*Work task*. Write out exactly the lines below that run from the line containing "Locate the black umpire shirt" through the last line of the records.

*Stored data entries*.
————

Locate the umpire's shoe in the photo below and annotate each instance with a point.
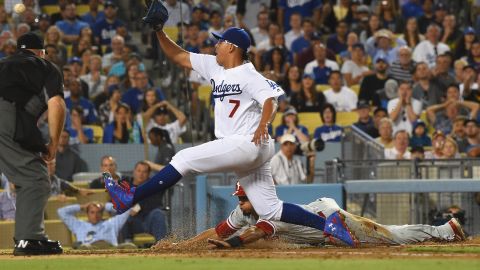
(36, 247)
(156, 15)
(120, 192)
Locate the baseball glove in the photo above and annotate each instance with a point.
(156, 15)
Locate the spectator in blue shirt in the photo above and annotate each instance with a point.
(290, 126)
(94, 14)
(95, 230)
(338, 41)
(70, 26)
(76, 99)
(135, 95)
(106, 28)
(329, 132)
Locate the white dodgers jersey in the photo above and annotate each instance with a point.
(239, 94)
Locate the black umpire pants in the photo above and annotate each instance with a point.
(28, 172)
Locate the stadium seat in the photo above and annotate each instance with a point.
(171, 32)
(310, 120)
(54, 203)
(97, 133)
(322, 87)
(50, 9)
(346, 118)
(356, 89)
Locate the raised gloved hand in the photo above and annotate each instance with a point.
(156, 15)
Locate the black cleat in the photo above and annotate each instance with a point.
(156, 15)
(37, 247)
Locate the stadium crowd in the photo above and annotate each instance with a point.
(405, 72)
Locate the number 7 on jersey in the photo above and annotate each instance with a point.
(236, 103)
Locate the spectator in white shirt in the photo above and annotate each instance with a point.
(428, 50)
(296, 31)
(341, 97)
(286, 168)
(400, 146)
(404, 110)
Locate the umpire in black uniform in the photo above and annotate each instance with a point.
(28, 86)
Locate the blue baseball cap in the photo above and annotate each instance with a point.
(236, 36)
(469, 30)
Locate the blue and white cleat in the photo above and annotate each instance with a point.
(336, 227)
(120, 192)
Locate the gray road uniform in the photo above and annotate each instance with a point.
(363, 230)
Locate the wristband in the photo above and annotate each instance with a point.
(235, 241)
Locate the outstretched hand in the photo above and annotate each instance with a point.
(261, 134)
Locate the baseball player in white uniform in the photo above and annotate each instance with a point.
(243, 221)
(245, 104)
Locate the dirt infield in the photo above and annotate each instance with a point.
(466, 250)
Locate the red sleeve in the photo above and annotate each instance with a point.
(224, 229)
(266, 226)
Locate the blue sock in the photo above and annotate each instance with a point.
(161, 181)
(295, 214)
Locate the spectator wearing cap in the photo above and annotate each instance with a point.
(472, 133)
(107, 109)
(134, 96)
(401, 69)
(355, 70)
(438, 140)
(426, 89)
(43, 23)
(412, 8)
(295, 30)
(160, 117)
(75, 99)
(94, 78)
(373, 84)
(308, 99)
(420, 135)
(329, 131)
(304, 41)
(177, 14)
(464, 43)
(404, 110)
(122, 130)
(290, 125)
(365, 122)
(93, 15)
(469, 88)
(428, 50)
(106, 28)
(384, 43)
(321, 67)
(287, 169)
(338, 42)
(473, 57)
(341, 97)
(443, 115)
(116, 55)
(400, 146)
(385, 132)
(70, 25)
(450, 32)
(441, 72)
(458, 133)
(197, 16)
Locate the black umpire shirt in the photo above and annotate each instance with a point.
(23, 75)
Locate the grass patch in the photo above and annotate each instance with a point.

————

*Your solution*.
Locate the black umpire shirt in the photo above and annotate each instance with a point.
(23, 75)
Locate the grass patch in the photo above and annotate each instance with a point.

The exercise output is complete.